▸ **What to produce**:
Read the post below on 12-step programs and ADHD and decide whether each statement agrees with it. For each, answer yes or no and quote the words from the post that decide it.
1. The writer has had personal experience with AlAnon before.
2. The writer has found links from CHADD pointing to 12-step programs.
3. The writer took Melissa's course alone.

▸ **Passage to read**:
I'm curious to know if anyone else has participated in 12-steps programs related to or helpful to ADHD?
I have some personal experience with AlAnon in the past, and I found the 12-steps resonated with me. As part of taking Melissa's course with my wife, the necessary self-examination triggered memories of working the 12-steps and the healing found there. When I pulled out some of the old workbooks, and read old notes, its staggering how the things affecting me then are still in orbit. I've started rereading the workbooks, looking for books more likely to be useful in dealing with ADHD, and considering finding or founding a local meeting to work the system. What I haven't found is any links from CHADD, or other ADD focused groups pointing to 12-steps. I'm curious to know if anyone else has connected these, and whether you've heard of groups that work the steps as focused on ADHD instead of alcohol or gambling?
On the core topic of hope, the epiphany about returning to "recovery" has been liberating for me to consider that an endless fight of (my) ego over neurology (both of our brains) is a self-defeating and destructive process. I have hope now that the serenity, strength and wisdom learned in the steps can end the negative cycles, heal what has gone wrong, and enable me to a better human-being/husband/father/coach/manager.

▸ **Record set**:
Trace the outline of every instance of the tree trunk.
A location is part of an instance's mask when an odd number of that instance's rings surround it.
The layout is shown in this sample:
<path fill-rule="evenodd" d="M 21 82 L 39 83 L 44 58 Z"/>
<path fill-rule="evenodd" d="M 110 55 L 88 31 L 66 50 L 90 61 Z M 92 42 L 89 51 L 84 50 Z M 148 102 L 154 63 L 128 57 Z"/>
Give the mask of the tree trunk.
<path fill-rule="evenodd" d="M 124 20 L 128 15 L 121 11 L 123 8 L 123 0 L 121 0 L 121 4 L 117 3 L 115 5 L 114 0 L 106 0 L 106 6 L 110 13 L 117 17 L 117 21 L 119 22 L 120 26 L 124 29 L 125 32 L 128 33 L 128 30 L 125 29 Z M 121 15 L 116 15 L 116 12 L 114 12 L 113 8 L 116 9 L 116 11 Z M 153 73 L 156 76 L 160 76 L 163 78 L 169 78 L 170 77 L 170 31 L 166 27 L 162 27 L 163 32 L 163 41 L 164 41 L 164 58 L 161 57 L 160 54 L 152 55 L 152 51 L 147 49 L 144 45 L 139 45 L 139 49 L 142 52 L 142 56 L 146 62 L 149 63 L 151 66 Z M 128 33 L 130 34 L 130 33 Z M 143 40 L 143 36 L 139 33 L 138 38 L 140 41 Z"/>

▸ **Task response**:
1. Yes: "I have some personal experience with AlAnon in the past"
2. No: "What I haven't found is any links from CHADD, or other ADD focused groups pointing to 12-steps."
3. No: "As part of taking Melissa's course with my wife"